* Activity *
Where the records below show a line containing "Target: car door", start copying; end with the line containing "Tag the man walking", and copy it too.

===== Records provided =====

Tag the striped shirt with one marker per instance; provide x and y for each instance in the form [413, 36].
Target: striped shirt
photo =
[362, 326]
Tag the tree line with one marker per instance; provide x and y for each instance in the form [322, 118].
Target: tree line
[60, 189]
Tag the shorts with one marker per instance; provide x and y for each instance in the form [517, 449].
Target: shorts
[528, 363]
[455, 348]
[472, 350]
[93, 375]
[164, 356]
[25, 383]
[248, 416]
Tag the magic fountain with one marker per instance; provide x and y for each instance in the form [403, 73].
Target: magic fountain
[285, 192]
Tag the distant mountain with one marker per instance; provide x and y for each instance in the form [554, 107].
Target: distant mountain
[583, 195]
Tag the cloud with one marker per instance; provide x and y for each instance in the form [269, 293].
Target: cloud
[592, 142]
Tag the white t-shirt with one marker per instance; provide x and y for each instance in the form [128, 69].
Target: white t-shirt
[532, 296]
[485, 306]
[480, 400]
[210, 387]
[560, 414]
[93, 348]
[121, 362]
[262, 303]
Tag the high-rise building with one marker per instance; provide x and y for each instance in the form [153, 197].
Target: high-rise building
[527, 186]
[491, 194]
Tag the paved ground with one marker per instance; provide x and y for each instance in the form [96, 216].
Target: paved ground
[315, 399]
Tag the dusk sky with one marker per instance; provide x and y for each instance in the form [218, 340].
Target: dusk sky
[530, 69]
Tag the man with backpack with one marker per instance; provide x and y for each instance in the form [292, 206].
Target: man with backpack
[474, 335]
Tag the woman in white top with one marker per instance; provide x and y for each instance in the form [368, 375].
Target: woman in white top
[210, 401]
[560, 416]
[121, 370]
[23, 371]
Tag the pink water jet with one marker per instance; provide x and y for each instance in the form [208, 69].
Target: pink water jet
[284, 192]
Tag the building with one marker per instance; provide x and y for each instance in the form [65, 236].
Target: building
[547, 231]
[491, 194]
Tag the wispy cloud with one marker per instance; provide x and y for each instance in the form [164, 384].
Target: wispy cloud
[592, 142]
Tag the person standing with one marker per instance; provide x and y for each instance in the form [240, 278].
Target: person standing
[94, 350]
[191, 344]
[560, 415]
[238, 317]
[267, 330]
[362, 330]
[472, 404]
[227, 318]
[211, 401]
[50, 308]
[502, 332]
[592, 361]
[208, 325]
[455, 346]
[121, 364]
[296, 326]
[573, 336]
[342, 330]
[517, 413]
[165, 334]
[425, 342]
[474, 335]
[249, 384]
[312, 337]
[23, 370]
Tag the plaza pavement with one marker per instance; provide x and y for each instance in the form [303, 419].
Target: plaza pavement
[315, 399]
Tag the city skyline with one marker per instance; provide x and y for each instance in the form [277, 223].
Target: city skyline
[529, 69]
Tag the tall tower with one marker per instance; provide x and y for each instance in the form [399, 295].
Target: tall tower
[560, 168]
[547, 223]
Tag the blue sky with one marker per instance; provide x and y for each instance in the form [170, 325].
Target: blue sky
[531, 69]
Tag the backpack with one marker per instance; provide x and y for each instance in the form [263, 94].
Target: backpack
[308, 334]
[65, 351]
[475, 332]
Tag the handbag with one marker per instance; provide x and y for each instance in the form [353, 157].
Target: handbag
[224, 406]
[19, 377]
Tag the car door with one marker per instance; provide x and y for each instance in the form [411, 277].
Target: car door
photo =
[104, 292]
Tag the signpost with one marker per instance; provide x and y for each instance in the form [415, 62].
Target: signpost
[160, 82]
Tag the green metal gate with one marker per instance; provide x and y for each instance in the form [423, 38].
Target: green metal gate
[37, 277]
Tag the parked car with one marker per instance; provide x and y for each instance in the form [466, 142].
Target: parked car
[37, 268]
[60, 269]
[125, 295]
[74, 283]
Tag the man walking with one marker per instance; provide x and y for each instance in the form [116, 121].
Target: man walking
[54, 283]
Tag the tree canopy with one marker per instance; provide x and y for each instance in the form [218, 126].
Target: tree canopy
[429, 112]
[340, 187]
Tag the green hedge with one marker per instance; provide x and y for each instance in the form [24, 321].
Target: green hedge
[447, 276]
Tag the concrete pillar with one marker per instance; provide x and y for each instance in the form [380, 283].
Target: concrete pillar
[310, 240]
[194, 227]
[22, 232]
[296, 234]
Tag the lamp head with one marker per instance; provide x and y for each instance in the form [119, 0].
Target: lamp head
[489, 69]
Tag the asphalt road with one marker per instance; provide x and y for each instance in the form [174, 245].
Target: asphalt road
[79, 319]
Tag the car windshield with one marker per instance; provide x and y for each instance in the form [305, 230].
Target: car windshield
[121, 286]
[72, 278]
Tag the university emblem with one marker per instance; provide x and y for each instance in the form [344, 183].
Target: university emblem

=====

* Result *
Target: car door
photo =
[104, 292]
Tag the signpost with one marker per instance; provide x and y for each instance in the form [415, 62].
Target: signpost
[160, 82]
Tag the green metal gate with one marker per instance; provide x and y for each instance in the form [423, 38].
Target: green metal gate
[37, 277]
Tag the parked car with one marker per instance; provide x and y for each instance in the form [466, 142].
Target: parked car
[37, 268]
[60, 269]
[125, 295]
[74, 283]
Tag the man walking with one marker per instance; provide x and y for each instance in the form [116, 121].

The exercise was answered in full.